Excerpted data
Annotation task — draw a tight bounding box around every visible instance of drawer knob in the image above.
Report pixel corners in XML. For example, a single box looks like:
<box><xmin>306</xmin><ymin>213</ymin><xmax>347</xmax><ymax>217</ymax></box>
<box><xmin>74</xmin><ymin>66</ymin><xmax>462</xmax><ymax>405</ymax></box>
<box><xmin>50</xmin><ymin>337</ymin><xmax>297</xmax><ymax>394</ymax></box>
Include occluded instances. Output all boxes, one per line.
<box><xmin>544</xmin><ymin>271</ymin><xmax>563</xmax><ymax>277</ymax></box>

Assignment
Write out the entire listing so that each line matches the original exactly.

Exercise result
Annotation task — draw a tight bounding box around every visible instance of drawer knob in the image above.
Report pixel corners in XML. For example, a single box looks like:
<box><xmin>306</xmin><ymin>213</ymin><xmax>347</xmax><ymax>217</ymax></box>
<box><xmin>74</xmin><ymin>66</ymin><xmax>462</xmax><ymax>405</ymax></box>
<box><xmin>50</xmin><ymin>337</ymin><xmax>297</xmax><ymax>394</ymax></box>
Include occluded instances. Output all boxes, one per line.
<box><xmin>544</xmin><ymin>271</ymin><xmax>563</xmax><ymax>277</ymax></box>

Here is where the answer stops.